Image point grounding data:
---------------
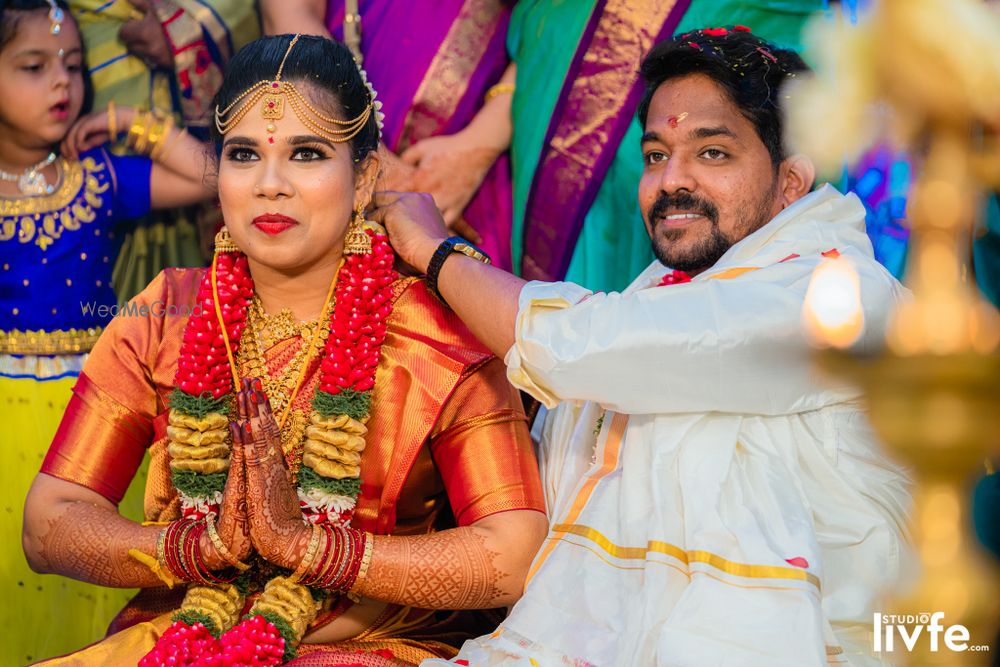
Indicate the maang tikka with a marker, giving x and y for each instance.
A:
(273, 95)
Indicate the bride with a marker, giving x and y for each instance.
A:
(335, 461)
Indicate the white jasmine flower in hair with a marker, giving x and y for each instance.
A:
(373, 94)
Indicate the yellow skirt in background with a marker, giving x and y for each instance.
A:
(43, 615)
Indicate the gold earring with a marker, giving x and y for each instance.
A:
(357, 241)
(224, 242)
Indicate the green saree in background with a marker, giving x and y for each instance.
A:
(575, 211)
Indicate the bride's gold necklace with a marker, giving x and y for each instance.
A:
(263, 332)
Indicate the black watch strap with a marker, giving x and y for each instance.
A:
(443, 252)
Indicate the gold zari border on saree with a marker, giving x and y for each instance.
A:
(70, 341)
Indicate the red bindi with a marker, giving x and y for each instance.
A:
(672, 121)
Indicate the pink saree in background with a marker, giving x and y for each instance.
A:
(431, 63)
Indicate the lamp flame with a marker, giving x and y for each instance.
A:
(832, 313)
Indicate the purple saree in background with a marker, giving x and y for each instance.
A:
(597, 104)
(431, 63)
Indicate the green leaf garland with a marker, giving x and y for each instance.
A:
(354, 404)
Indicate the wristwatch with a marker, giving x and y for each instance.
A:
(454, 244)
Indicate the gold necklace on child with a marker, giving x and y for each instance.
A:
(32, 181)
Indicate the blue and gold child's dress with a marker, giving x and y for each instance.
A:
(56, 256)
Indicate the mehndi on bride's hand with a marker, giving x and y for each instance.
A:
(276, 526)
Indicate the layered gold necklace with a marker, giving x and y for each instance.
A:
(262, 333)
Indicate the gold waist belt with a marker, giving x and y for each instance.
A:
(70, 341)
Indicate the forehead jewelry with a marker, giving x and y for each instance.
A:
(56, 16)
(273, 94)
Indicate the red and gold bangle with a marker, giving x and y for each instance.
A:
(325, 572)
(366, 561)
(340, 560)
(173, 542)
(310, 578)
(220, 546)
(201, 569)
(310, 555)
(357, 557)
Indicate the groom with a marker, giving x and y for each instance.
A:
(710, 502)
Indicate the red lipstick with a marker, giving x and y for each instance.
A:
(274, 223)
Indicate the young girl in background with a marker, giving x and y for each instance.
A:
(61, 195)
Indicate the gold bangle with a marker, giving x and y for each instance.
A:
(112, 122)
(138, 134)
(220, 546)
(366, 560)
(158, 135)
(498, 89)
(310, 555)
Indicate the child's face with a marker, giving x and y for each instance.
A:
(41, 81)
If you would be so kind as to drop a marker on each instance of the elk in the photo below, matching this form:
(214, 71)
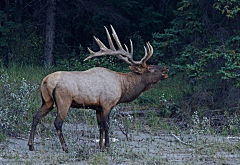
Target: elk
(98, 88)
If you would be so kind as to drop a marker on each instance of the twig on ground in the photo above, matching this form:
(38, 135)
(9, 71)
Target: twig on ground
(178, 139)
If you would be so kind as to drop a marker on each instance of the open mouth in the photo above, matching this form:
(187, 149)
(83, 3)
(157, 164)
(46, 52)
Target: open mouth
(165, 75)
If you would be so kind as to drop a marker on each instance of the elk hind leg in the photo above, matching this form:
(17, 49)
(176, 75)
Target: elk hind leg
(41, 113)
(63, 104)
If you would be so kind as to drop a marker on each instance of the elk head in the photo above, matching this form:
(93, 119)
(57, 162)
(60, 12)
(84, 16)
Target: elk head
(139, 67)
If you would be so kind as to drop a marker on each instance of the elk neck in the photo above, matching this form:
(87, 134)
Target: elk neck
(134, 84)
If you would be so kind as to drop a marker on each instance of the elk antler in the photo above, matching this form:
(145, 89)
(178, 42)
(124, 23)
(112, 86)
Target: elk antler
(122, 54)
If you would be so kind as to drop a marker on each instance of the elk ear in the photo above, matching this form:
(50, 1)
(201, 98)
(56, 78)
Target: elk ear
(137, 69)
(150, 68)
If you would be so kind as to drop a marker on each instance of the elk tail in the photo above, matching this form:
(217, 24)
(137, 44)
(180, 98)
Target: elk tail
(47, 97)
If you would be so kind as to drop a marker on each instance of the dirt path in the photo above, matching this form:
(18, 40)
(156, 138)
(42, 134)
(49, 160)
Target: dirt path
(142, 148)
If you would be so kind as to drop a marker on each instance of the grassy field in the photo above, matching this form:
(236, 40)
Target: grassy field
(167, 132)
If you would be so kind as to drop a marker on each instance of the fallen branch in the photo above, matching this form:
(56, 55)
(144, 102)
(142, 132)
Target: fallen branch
---------------
#### [Task statement]
Could you reproduce, exactly as written, the lines running from the one with "the elk hind" to the end of the entries above?

#### [Answer section]
If you would be so kind as to drop a marker on each instance of the elk hind leg in the photo above, matching this form:
(17, 49)
(176, 75)
Target: elk hind leg
(41, 113)
(63, 104)
If you would be so kind as to drop a marker on each instance of the elk head in the photo above, matching this form:
(93, 119)
(57, 162)
(60, 12)
(84, 16)
Target: elk head
(139, 67)
If you would be so kind as to drop a marker on each instance of the elk neck in the photo above, matching this form:
(87, 134)
Target: elk neck
(134, 84)
If you would be so kind as to drop a marker on each instance of the elk antler in the photo above, matching this form:
(145, 89)
(178, 42)
(124, 23)
(112, 86)
Target: elk antler
(122, 54)
If you would be so kind as to drop a marker on each instance of the elk ear in the photo above, matching this form:
(50, 1)
(201, 98)
(56, 78)
Target: elk ear
(137, 69)
(150, 68)
If you would be so kind as to drop a marker on each instance of the elk tail in the photo above, matching this form:
(217, 24)
(137, 44)
(180, 98)
Target: elk tail
(47, 97)
If you would be so kind as to drop a marker on each instance of the dirt path in the photo above, matching this form:
(18, 40)
(156, 138)
(42, 134)
(49, 160)
Target: dirt path
(142, 148)
If you would be so kind as to drop a marker on each instance of the grassy field in the photo above, matching this form:
(236, 40)
Target: grassy field
(167, 132)
If you would be so kind as to drop a marker on each instance of the fallen branch in the photo above, matching this form:
(56, 55)
(144, 102)
(142, 132)
Target: fallen branch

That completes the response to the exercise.